Listing |
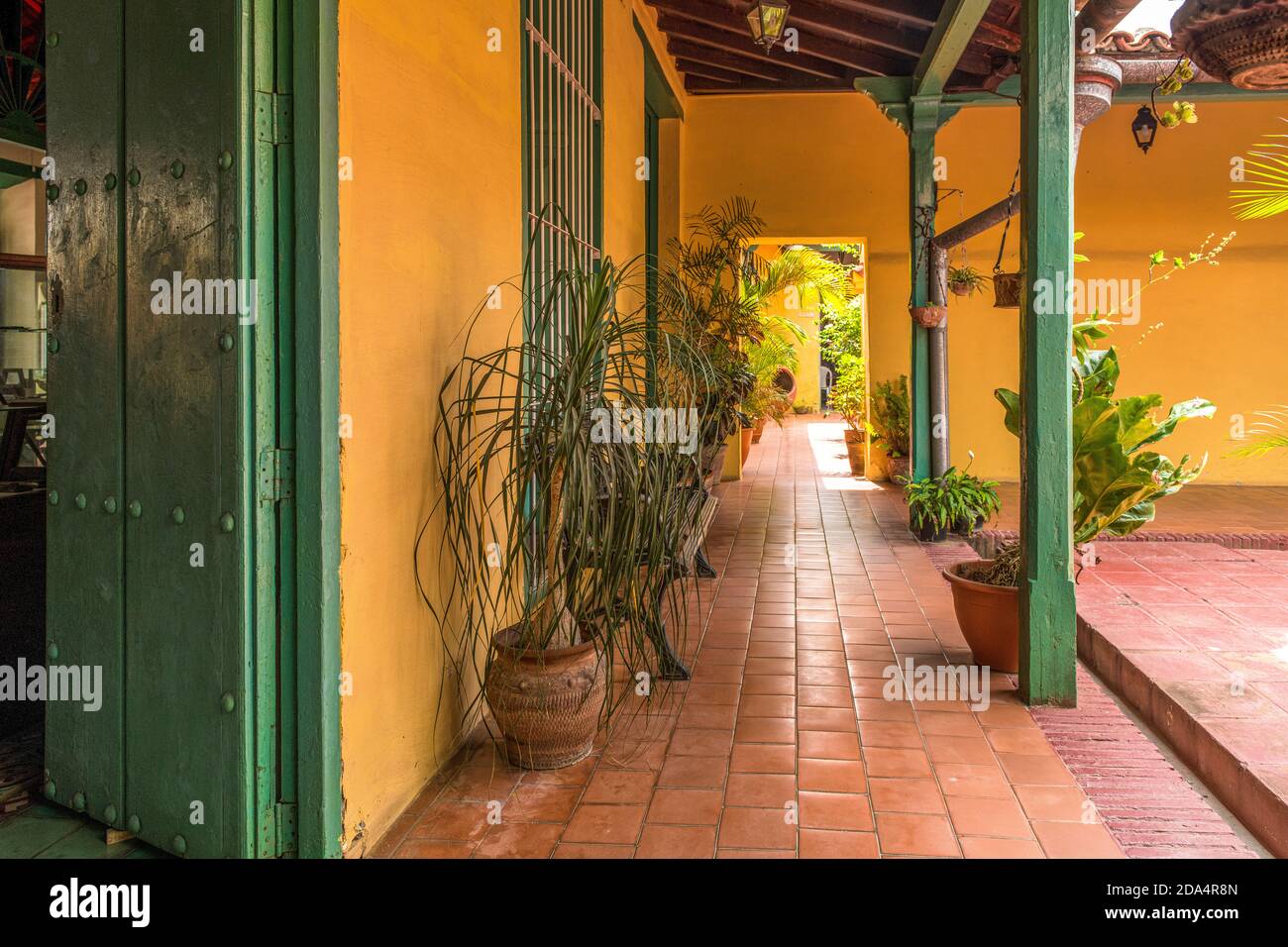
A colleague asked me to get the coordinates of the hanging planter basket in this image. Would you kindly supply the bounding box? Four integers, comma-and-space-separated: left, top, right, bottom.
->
993, 273, 1024, 309
909, 305, 948, 329
1172, 0, 1288, 90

Exercise objective | How many lines in the data above contain the string "asked", with case counting? Reply with the number only.

The response | 1